Trecho fornecido:
....

Diversos líderes e governantes de todo mundo, mas principalmente da África, se reuniram em Moscou para as celebrações. Aqui, nesse texto, não examinaremos, e não entraremos no mérito se a ida de Lula para esta comemoração foi certa ou errada. Mas sim, colocamos o que significou estes 80 anos da vitória soviética e como isso repercutiu.

No Brasil, a viagem da comitiva brasileira para as comemorações do Dia da Vitória, liderada pelo Presidente Lula e que continha ministros do Estado, o presidente do Congresso Nacional, embaixadores e empresários, foi tratada praticamente como um crime pela imprensa nacional.

O Estadão, jornal famoso por sua relação com a escravização negra, no auge de sua irrelevância jornalística afirmou que a visita a Moscou seria ruim para os “direitos humanos”. Já na Folha de São Paulo, que carrega fama por atos mais recentes, como a cooperação com a ditadura militar, foi dito que Lula teria “ódio pelos Estados Unidos”, se “afastava das democracias liberais”, e se aproximava de “ditadores e autocratas”.

As opiniões desses dois jornais são úteis como exemplo porque refletem uma certa ideologia. Aqui usamos ideologia como a expressão de uma visão de mundo. É pouco importante se essa visão é verdadeira ou falsa, se a materialidade a confirma ou não, o sujeito que aplica essa ideologia tem a certeza que o mundo é dessa forma e que ele, diferente dos demais, não é ideologizado.

Essa ideologia que aparece no Estadão, na Folha, no grupo Globo, e etc, aparece também em grande parte dos cursos de Ciências Sociais de nosso país, e infelizmente cada vez mais dentro de organizações da esquerda brasileira.

Essa ideologia acredita que no campo das relações internacionais o principal conflito e a diferenciação entre os países é a oposição entre governos democráticos X governos autoritários. De um lado temos os países do bem, os defensores da democracia liberal, do outro, os países do mal, governados por ditadores, tiranos, autocratas. Assim, o campo geopolítico fica dividido como se fosse um filme da Marvel, heróis contra vilões.

Os defensores dessa visão de mundo ignoram, por hipocrisia ou burrice, que essa suas ideologias também tem um objetivo político e foi criada por alguém. Alguém precisou traçar a linha divisória entre o que são as democracias liberais e quem são seus inimigos autoritários. E se alguém o faz, o faz por ter autoridade, capacidade de Poder e hegemonia para isso, assim como algum interesse por trás dessa ação.

A classificação de formas de organização social é algo que surge na modernidade, junto da expansão europeia pelo planeta com a colonização. Os europeus buscaram apontar como inferiores, atrasadas, bárbaras ou inexistentes, formas de organização social que tiveram contato ao invadirem a África e a América. Esse suposto atraso social, cultural e científico, se tornou uma das justificativas para o domínio colonial.

A divisão de países em democracias contra o totalitarismo é uma ideia bem recente na história. Surge nos Estados Unidos no século XX, mas se expressa ao máximo com o fim da União Soviética e o assim dito triunfo dos valores da civilização liberal.

São desenvolvidos critérios para análise e classificação como regimes democráticos liberais ou não. O problema é que esta lógica é binária. Ignora as contradições de forma consciente. Se prende na aparência e ignora o conteúdo destes regimes. Se fossemos levar a sério as análises e categorização que são propostas, praticamente nenhum país do mundo poderia ser classificado como democracias.

....

Itens listados:
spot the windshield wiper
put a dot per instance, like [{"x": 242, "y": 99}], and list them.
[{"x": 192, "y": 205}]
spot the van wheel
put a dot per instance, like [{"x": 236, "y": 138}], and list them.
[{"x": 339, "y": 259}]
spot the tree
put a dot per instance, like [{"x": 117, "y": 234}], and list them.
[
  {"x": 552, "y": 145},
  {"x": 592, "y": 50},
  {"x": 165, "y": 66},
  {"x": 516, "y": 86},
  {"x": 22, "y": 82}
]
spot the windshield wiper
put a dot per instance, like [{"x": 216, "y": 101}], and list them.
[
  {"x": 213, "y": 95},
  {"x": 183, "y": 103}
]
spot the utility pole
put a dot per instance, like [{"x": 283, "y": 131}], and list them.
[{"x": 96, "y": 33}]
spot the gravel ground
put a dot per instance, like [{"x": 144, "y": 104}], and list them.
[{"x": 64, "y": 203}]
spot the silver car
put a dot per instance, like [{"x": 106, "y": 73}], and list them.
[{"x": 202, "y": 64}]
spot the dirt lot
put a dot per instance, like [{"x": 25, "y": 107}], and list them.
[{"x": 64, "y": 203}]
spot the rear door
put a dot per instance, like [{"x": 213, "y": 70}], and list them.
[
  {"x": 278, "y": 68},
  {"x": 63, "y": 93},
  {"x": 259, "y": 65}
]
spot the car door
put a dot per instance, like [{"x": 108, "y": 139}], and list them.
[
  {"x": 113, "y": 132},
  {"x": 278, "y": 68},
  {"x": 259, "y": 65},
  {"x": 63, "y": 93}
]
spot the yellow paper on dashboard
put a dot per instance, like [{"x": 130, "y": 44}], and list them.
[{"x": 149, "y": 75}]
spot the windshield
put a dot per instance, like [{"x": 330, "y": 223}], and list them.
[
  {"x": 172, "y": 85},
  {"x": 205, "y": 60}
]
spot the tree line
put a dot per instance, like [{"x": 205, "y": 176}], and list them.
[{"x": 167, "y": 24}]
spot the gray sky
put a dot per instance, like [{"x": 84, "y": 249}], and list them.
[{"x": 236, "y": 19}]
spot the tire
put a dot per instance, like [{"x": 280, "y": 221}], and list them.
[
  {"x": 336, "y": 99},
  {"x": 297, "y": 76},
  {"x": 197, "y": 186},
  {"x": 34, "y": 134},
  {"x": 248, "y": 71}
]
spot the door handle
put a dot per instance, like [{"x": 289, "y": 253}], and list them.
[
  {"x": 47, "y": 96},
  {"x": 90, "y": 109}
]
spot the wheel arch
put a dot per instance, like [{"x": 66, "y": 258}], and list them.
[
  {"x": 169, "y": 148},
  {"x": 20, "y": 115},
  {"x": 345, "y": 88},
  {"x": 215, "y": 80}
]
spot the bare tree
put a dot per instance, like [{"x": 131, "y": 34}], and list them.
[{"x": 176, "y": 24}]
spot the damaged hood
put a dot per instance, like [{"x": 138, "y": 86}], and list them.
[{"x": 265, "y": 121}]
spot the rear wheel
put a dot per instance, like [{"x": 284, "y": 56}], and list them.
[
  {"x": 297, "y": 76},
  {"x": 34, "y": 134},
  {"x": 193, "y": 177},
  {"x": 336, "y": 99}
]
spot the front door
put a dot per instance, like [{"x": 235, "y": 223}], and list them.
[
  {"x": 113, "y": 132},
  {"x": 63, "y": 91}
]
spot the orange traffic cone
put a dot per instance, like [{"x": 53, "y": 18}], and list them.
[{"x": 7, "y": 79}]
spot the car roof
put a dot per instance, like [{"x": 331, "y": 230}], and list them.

....

Tarefa proposta A: Reproduza o trecho do texto sobre a viagem de Lula a Moscou entre “A divisão de” e “da civilização liberal.”, inclusive.
Tarefa proposta B: Dê continuidade ao texto sobre a viagem de Lula a Moscou a partir da última frase apresentada.
Os itens foram tirados de outra fonte.

Resposta escrita A:
A divisão de países em democracias contra o totalitarismo é uma ideia bem recente na história. Surge nos Estados Unidos no século XX, mas se expressa ao máximo com o fim da União Soviética e o assim dito triunfo dos valores da civilização liberal.

Resposta escrita B:
O marxismo, por sua vez, não busca fazer como a ciência política tradicional e esconder o conteúdo de conflito e contradição dos regimes políticos. Já que eles surgem pela forma que a sociedade se organiza. Na nossa visão todo regime político é subordinado no fundo (o que não quer dizer que não possa haver contradições e conflitos) à questão do Estado, e o Estado sempre terá um caráter de classe.

Desse modo, todo regime democrático vai trazer seu caráter de classe, e portanto traz em si sua contradição. Ele pode ser democrático, mas ao mesmo tempo vai conservar um aspecto de ditadura e repressão para o grupo social que não tem o Poder. Ou seja, toda democracia de classe é também uma ditadura de classe.

O que para o marxismo determina uma sociedade mais ou menos democrática é o grau de liberdade política que a classe trabalhadora exerce. No campo internacional, a dicotomia democracia x autoritarismo, se revela falsa. A principal contradição no cenário político entre os países é a divisão do mundo entre Estados do centro x Estados da periferia.

O que a ideologia liberal vai classificar como regimes democráticos ou não, em nada tem haver com funcionamento do parlamento, divisão dos poderes, formas do sistema eleitoral (absolutamente diferentes nos EUA, Alemanha e Brasil). Na prática, a classificação tem haver com a construção e consolidação, ou não dentro dessa sociedade, de valores e tradições criadas pelo Ocidente.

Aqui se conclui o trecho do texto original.